● **Reading text**
------------------------------------
On October 18, 1977, I was one of four athletes who, with quaking knees, made their way to the witness table in Room 5110 of the Dirksen Senate Office Building. There, skater/cyclist Sheila Young, water polo player Carl Thomas, rower Anita DeFrantz and marathoner Moore gazed up at hot lights and an elevated panel of senators and staff. We had been summoned to testify to the need for what eventually became the Amateur Sports Act of 1978, which restructured Olympic sports governance in the U.S.
We had drawn straws to decide our order of appearance; I had to go first. Runners, I said, had been made pawns in a turf war between the NCAA and the AAU. Athletic directors, I said, should be consultants, not dictators. Furthermore, athletes' freedom to compete where physically qualified should be recognized in federal law.
I didn't think I'd done too badly. Then Senator John C. Culver of Iowa, a boulder of a man, hunched forward and began to mash my case.
"You are saying they [coaches and athletes] ought to talk it over, but the athlete ought to be the one to ultimately decide. Be free to go. No coach, college or parent should stand in the way," he rumbled. "What if one parent wants him to go and the other parent doesn't want him to go and the young athlete wants to go? How would you resolve it legally?
------------------------------------
● **Given data**
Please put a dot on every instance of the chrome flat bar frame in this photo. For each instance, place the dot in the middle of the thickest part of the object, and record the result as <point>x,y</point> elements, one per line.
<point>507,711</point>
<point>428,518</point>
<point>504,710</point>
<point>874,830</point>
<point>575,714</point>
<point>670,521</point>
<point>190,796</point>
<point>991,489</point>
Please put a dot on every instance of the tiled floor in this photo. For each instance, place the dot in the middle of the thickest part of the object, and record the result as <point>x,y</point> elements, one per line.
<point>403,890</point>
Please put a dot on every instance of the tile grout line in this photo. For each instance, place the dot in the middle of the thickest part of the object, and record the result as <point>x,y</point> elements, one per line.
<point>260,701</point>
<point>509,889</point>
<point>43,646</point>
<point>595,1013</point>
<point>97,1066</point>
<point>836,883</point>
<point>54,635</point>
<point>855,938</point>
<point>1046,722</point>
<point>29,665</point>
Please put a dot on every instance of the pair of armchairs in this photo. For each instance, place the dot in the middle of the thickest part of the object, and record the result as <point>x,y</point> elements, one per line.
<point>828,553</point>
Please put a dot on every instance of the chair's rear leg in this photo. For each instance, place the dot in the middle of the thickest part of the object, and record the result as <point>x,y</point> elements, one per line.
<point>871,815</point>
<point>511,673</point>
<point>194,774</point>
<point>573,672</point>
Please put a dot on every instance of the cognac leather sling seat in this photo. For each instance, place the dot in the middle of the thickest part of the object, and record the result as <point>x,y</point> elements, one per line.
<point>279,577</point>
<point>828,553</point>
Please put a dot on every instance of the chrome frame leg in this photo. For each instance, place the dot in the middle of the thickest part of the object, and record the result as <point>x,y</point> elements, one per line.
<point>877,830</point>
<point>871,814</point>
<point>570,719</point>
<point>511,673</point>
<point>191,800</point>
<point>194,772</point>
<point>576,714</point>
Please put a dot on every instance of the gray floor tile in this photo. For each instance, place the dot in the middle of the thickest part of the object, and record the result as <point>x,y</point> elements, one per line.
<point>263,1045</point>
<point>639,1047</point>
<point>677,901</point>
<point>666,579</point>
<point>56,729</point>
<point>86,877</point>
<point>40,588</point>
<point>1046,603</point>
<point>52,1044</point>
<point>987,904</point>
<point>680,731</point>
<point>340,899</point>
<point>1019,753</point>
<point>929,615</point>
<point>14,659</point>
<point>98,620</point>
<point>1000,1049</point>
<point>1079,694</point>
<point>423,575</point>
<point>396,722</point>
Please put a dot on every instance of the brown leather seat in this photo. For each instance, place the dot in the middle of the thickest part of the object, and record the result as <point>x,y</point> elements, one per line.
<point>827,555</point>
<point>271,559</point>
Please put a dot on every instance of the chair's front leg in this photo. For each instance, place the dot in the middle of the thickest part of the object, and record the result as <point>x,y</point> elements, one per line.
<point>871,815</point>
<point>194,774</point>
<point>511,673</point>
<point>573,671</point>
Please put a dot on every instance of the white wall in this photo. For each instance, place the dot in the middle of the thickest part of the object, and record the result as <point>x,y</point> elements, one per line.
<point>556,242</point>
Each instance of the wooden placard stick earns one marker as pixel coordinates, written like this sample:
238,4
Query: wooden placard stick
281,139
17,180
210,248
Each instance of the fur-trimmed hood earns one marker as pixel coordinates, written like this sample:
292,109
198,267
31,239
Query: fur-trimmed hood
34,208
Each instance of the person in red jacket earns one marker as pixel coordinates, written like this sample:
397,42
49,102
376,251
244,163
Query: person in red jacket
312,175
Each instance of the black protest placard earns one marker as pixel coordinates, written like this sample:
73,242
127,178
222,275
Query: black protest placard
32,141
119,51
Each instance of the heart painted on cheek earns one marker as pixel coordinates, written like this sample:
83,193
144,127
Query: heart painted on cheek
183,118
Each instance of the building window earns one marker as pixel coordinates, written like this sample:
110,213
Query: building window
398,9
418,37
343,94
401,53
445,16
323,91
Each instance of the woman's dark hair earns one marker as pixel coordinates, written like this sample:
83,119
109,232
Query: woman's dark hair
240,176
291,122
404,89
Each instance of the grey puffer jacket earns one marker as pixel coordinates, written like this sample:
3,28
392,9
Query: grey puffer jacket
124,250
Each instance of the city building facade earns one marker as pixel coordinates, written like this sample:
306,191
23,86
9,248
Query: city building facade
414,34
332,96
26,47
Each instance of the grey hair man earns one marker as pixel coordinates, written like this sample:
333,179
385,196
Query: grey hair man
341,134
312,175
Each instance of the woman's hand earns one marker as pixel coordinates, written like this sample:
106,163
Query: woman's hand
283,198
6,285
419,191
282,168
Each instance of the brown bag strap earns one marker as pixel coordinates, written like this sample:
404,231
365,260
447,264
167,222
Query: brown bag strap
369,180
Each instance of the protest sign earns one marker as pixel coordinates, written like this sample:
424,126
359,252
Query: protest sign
------------------------------------
● **What this task involves**
Please answer from the Senate testimony account: in which room of the Dirksen Senate Office Building did the four athletes testify? The rows come from a different source than the text.

● **Result**
Room 5110